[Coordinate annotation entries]
========
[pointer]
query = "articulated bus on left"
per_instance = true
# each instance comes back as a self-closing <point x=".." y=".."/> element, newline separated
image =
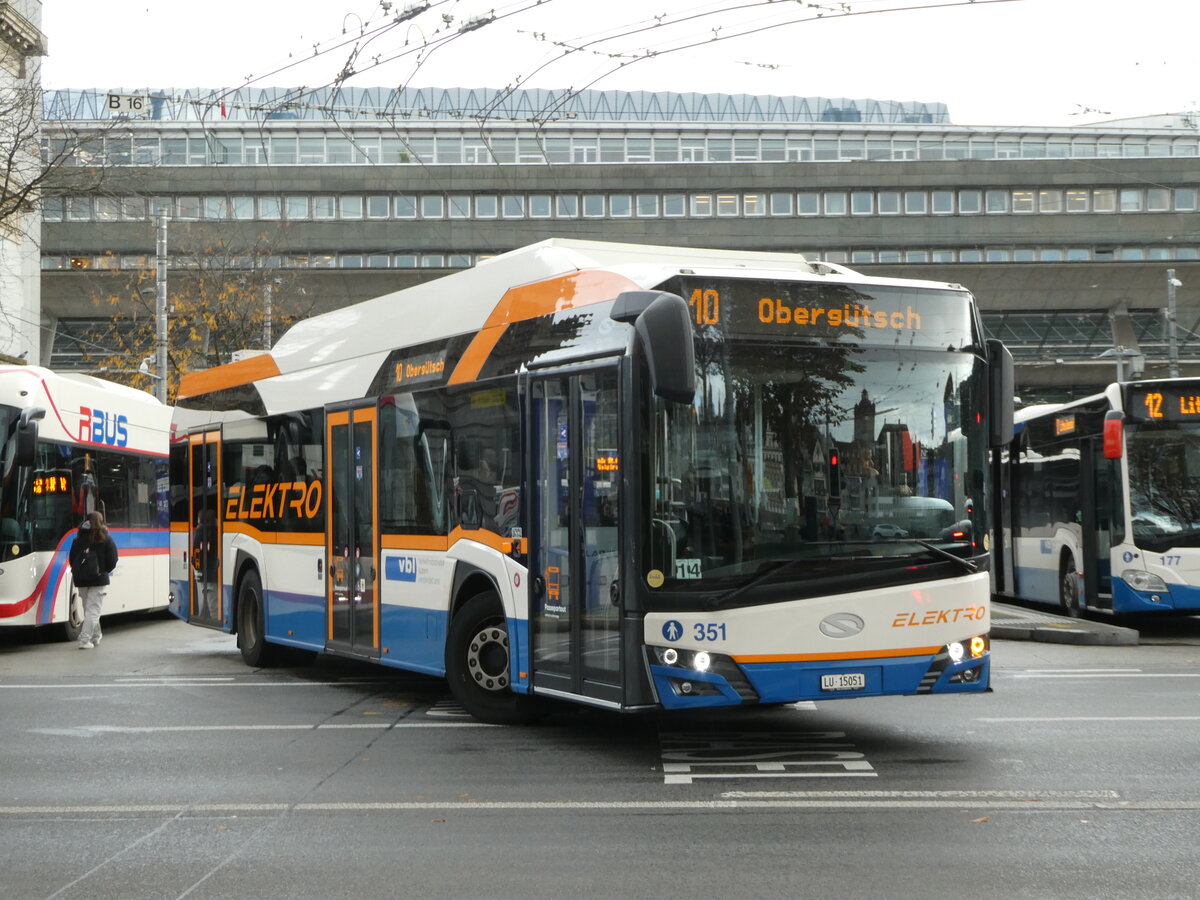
<point x="72" y="444"/>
========
Exercise prompt:
Copy every line of the material above word for word, leaving out the pictures.

Exercise result:
[pointer]
query = "articulated bus on left"
per_instance = true
# each instance comes back as a self-closing <point x=".." y=".."/> element, newline separated
image =
<point x="72" y="444"/>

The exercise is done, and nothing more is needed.